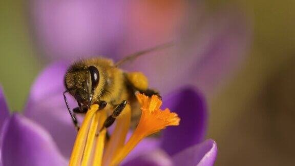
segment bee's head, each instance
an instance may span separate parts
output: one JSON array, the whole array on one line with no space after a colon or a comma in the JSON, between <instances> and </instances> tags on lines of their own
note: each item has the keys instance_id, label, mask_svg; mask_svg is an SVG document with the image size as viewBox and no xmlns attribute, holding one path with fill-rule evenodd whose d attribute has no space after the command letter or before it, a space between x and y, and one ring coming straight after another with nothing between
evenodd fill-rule
<instances>
[{"instance_id":1,"label":"bee's head","mask_svg":"<svg viewBox=\"0 0 295 166\"><path fill-rule=\"evenodd\" d=\"M65 85L77 100L79 107L81 105L89 108L95 89L99 81L99 72L93 66L72 66L65 77Z\"/></svg>"}]
</instances>

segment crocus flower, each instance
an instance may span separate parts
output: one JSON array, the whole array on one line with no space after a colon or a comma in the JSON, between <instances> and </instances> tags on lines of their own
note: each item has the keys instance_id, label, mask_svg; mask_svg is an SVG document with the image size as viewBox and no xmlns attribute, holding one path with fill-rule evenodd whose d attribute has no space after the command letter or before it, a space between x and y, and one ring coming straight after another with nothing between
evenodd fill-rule
<instances>
[{"instance_id":1,"label":"crocus flower","mask_svg":"<svg viewBox=\"0 0 295 166\"><path fill-rule=\"evenodd\" d=\"M52 60L98 55L118 60L176 42L174 48L126 66L146 74L162 94L186 85L213 93L240 66L251 39L242 10L231 6L208 13L202 1L32 0L31 5L37 48Z\"/></svg>"},{"instance_id":2,"label":"crocus flower","mask_svg":"<svg viewBox=\"0 0 295 166\"><path fill-rule=\"evenodd\" d=\"M67 164L76 131L62 95L67 66L56 63L40 74L32 87L23 115L9 115L0 92L0 112L5 115L0 119L3 165ZM204 141L207 112L203 97L193 88L172 94L163 96L163 107L177 112L181 119L180 125L165 129L160 138L143 139L122 164L213 164L217 146L213 140ZM70 105L74 106L73 101L70 101Z\"/></svg>"}]
</instances>

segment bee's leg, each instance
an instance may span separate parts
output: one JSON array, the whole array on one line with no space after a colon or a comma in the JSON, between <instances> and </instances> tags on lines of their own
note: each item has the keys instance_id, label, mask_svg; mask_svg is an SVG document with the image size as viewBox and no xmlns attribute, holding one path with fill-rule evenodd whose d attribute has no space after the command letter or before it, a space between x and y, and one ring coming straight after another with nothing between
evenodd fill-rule
<instances>
[{"instance_id":1,"label":"bee's leg","mask_svg":"<svg viewBox=\"0 0 295 166\"><path fill-rule=\"evenodd\" d=\"M160 95L159 92L152 89L148 89L145 90L138 90L141 93L143 93L148 96L151 97L153 95L157 95L161 100L162 97Z\"/></svg>"},{"instance_id":2,"label":"bee's leg","mask_svg":"<svg viewBox=\"0 0 295 166\"><path fill-rule=\"evenodd\" d=\"M162 99L159 92L154 89L149 89L149 81L145 76L141 72L125 73L124 76L129 86L135 91L139 91L148 96L156 95Z\"/></svg>"},{"instance_id":3,"label":"bee's leg","mask_svg":"<svg viewBox=\"0 0 295 166\"><path fill-rule=\"evenodd\" d=\"M103 129L103 128L108 128L108 127L112 126L112 125L113 125L113 123L115 121L115 120L116 119L116 118L118 116L119 116L120 114L121 114L122 111L123 111L123 110L127 105L127 103L128 103L127 101L123 100L122 102L121 102L120 103L119 103L116 107L115 110L113 111L113 113L112 113L112 115L109 116L109 117L108 117L107 119L106 119L106 120L104 121L104 122L103 123L103 126L102 127L101 129L100 129L100 131Z\"/></svg>"},{"instance_id":4,"label":"bee's leg","mask_svg":"<svg viewBox=\"0 0 295 166\"><path fill-rule=\"evenodd\" d=\"M97 102L97 104L98 105L98 106L99 106L99 108L98 108L98 110L101 110L103 109L104 109L106 107L106 106L107 106L107 104L108 104L108 102L107 102L105 101L100 100Z\"/></svg>"},{"instance_id":5,"label":"bee's leg","mask_svg":"<svg viewBox=\"0 0 295 166\"><path fill-rule=\"evenodd\" d=\"M75 113L76 113L75 111L77 111L76 109L77 108L75 108L73 110L73 113L72 113L72 114L71 114L71 117L72 117L72 121L73 121L73 123L74 123L74 125L75 126L75 128L77 130L77 131L78 131L80 129L80 126L79 126L79 123L78 122L78 120L77 119L77 117L76 117L76 114L75 114ZM79 110L79 108L78 108L78 110ZM79 112L80 112L79 110Z\"/></svg>"}]
</instances>

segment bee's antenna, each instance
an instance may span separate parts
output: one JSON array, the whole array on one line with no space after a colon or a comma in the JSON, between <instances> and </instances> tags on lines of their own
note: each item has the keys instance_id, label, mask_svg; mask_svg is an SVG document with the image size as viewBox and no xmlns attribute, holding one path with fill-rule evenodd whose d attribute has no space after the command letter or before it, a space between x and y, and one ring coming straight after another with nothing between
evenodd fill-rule
<instances>
[{"instance_id":1,"label":"bee's antenna","mask_svg":"<svg viewBox=\"0 0 295 166\"><path fill-rule=\"evenodd\" d=\"M70 115L71 115L71 117L72 117L72 119L73 120L77 120L77 119L76 119L76 117L75 117L75 115L74 115L74 113L73 113L73 112L72 111L72 110L71 110L71 109L70 108L70 106L69 105L69 102L68 102L68 100L67 99L67 97L66 96L66 93L67 92L69 92L69 91L70 90L67 90L66 91L64 92L64 93L62 94L64 95L64 99L65 99L65 102L66 102L66 105L67 105L67 108L68 108L68 111L69 111L69 113L70 113Z\"/></svg>"},{"instance_id":2,"label":"bee's antenna","mask_svg":"<svg viewBox=\"0 0 295 166\"><path fill-rule=\"evenodd\" d=\"M133 54L131 54L131 55L130 55L126 56L125 57L121 59L120 60L119 60L118 62L117 62L115 64L114 66L115 66L115 67L117 67L119 66L120 65L124 63L125 61L133 60L133 59L137 58L138 57L139 57L141 55L144 55L145 54L146 54L146 53L150 53L150 52L151 52L153 51L165 49L165 48L168 48L168 47L172 47L173 46L174 46L174 42L171 42L167 43L162 44L160 45L158 45L158 46L157 46L156 47L151 48L150 49L146 49L145 50L142 50L141 51L139 51L139 52L135 53Z\"/></svg>"}]
</instances>

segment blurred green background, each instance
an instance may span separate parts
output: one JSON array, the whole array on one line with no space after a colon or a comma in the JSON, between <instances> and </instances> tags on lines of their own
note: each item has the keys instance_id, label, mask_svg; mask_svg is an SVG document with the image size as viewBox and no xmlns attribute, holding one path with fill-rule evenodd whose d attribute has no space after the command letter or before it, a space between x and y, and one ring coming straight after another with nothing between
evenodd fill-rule
<instances>
[{"instance_id":1,"label":"blurred green background","mask_svg":"<svg viewBox=\"0 0 295 166\"><path fill-rule=\"evenodd\" d=\"M252 49L241 70L208 96L208 137L219 150L217 165L288 165L295 162L295 1L215 1L243 7L253 20ZM0 82L12 111L22 110L45 63L30 37L28 4L0 3Z\"/></svg>"}]
</instances>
:::::
Given exercise
Write out all of the material above again, switching "separate parts" to "disconnected regions" and keeping everything else unchanged. Leave the pictures out of your answer.

Exercise solution
segment bee's head, each instance
an instance may span disconnected regions
output: one JSON array, the whole array on one line with no space after a colon or a comma in the JSON, between <instances> and </instances> tags on lines of their own
note: each item has the keys instance_id, label, mask_svg; mask_svg is an SVG document with the image size as viewBox and no xmlns attribute, holding one path with fill-rule evenodd whose d attribute has no space after the command letter or before it, a space between x and y, and one ring coming straight after another with nothing between
evenodd fill-rule
<instances>
[{"instance_id":1,"label":"bee's head","mask_svg":"<svg viewBox=\"0 0 295 166\"><path fill-rule=\"evenodd\" d=\"M65 85L77 100L79 107L81 105L89 108L95 89L99 81L99 72L93 66L72 66L65 77Z\"/></svg>"}]
</instances>

segment crocus flower, each instance
an instance may span disconnected regions
output: one JSON array, the whole array on one line with no space after a colon or a comma in the JSON, between <instances> and </instances> tags on lines of their own
note: each item has the keys instance_id, label, mask_svg; mask_svg is an SVG document with the image size as viewBox and no xmlns attribute, holding one path with fill-rule evenodd whose d attribute has no space after the command letter or before it, a space between x and y, and one ring coming straight after another with nothing between
evenodd fill-rule
<instances>
[{"instance_id":1,"label":"crocus flower","mask_svg":"<svg viewBox=\"0 0 295 166\"><path fill-rule=\"evenodd\" d=\"M52 60L98 55L118 60L176 42L174 48L126 66L146 74L162 94L186 85L213 93L240 66L251 39L242 10L231 6L208 13L202 1L32 0L31 5L37 48Z\"/></svg>"},{"instance_id":2,"label":"crocus flower","mask_svg":"<svg viewBox=\"0 0 295 166\"><path fill-rule=\"evenodd\" d=\"M67 164L76 131L62 95L67 66L56 63L40 74L32 87L23 115L9 115L0 92L0 112L5 115L0 119L3 165ZM204 141L207 112L203 97L193 88L172 94L163 96L163 107L177 112L181 119L180 125L165 129L160 138L143 139L122 164L213 164L217 146L213 140ZM70 105L74 106L73 101L70 101Z\"/></svg>"}]
</instances>

segment bee's leg, each instance
an instance may span disconnected regions
output: one JSON array, the whole array on one line with no space after a colon or a comma in the JSON, between <instances> and </instances> tags on lines of their own
note: each item has the keys instance_id, label, mask_svg; mask_svg is an SVG document with the image size as viewBox and no xmlns attribute, holding one path with fill-rule evenodd whose d attribute has no space after the command letter or before it, a space between x and y, and one ring coming straight after another with nothing between
evenodd fill-rule
<instances>
[{"instance_id":1,"label":"bee's leg","mask_svg":"<svg viewBox=\"0 0 295 166\"><path fill-rule=\"evenodd\" d=\"M160 95L159 92L152 89L148 89L145 90L138 90L141 93L143 93L148 96L151 97L153 95L157 95L161 100L162 97Z\"/></svg>"},{"instance_id":2,"label":"bee's leg","mask_svg":"<svg viewBox=\"0 0 295 166\"><path fill-rule=\"evenodd\" d=\"M162 99L159 92L154 89L149 89L149 81L145 76L141 72L125 73L124 76L129 86L135 91L139 91L148 96L156 95Z\"/></svg>"},{"instance_id":3,"label":"bee's leg","mask_svg":"<svg viewBox=\"0 0 295 166\"><path fill-rule=\"evenodd\" d=\"M103 129L103 128L108 128L108 127L112 126L112 125L113 125L113 123L115 121L115 120L116 119L116 118L118 116L119 116L120 114L121 114L122 111L123 111L123 110L127 105L127 103L128 103L127 101L123 100L122 102L121 102L120 103L119 103L116 107L115 110L113 111L113 113L112 113L112 115L109 116L109 117L108 117L107 119L106 119L106 120L104 121L104 122L103 123L103 126L102 127L101 129L100 129L100 131Z\"/></svg>"},{"instance_id":4,"label":"bee's leg","mask_svg":"<svg viewBox=\"0 0 295 166\"><path fill-rule=\"evenodd\" d=\"M97 102L97 104L98 105L98 106L99 106L99 108L98 108L98 110L101 110L103 109L104 109L106 107L106 106L107 106L107 104L108 104L108 102L107 102L105 101L100 100Z\"/></svg>"},{"instance_id":5,"label":"bee's leg","mask_svg":"<svg viewBox=\"0 0 295 166\"><path fill-rule=\"evenodd\" d=\"M75 113L76 113L75 111L77 111L76 109L77 108L75 108L73 110L73 113L72 113L72 114L71 114L71 117L72 117L72 121L73 121L73 123L74 123L74 125L75 126L75 128L77 130L77 131L78 131L80 129L80 126L79 126L79 123L78 122L78 120L77 119L77 117L76 117L76 114L75 114ZM79 110L79 108L78 108L78 110ZM79 112L80 112L79 110Z\"/></svg>"}]
</instances>

segment bee's antenna, each instance
an instance may span disconnected regions
output: one JSON array, the whole array on one line with no space after a colon or a comma in the JSON, between <instances> and </instances> tags on lines of their own
note: each item has the keys instance_id, label, mask_svg; mask_svg is an SVG document with the image size as viewBox and no xmlns attribute, holding one path with fill-rule evenodd whose d attribute has no space after the command letter or before it, a space between x and y, and one ring coming straight after another with nothing between
evenodd fill-rule
<instances>
[{"instance_id":1,"label":"bee's antenna","mask_svg":"<svg viewBox=\"0 0 295 166\"><path fill-rule=\"evenodd\" d=\"M70 115L71 115L71 117L72 117L72 119L73 120L77 120L77 119L76 119L76 117L75 117L75 115L74 115L74 113L73 113L73 112L72 111L72 110L71 110L71 109L70 108L70 106L69 105L69 102L68 102L68 100L67 99L67 97L66 96L66 93L67 92L69 92L69 91L70 90L67 90L66 91L64 92L64 93L62 94L64 95L64 99L65 99L65 102L66 102L66 105L67 105L67 108L68 108L68 111L69 111L69 113L70 113Z\"/></svg>"},{"instance_id":2,"label":"bee's antenna","mask_svg":"<svg viewBox=\"0 0 295 166\"><path fill-rule=\"evenodd\" d=\"M133 54L131 54L131 55L130 55L126 56L125 57L121 59L120 60L119 60L118 62L117 62L115 64L114 66L115 66L115 67L117 67L119 66L120 65L124 63L125 61L133 60L133 59L137 58L138 57L139 57L141 55L144 55L145 54L146 54L146 53L150 53L150 52L151 52L153 51L165 49L165 48L168 48L168 47L172 47L173 46L174 46L174 42L171 42L167 43L162 44L160 45L158 45L158 46L157 46L156 47L151 48L150 49L146 49L145 50L142 50L141 51L139 51L139 52L135 53Z\"/></svg>"}]
</instances>

segment blurred green background, each instance
an instance may span disconnected regions
output: one JSON array, the whole array on one line with no space after a colon or a comma in the JSON, between <instances> and </instances> tags on lines of their own
note: each item has the keys instance_id, label, mask_svg; mask_svg is an SVG document with the image size as viewBox and no xmlns attribute, holding one path with fill-rule evenodd whose d attribute has no space after the command letter or before it, a space between x and y, and one ring coming straight after another with nothing between
evenodd fill-rule
<instances>
[{"instance_id":1,"label":"blurred green background","mask_svg":"<svg viewBox=\"0 0 295 166\"><path fill-rule=\"evenodd\" d=\"M252 49L241 70L208 96L208 137L219 150L217 165L288 165L295 162L295 1L215 1L243 7L253 20ZM0 82L12 111L22 110L45 63L30 37L28 4L0 3Z\"/></svg>"}]
</instances>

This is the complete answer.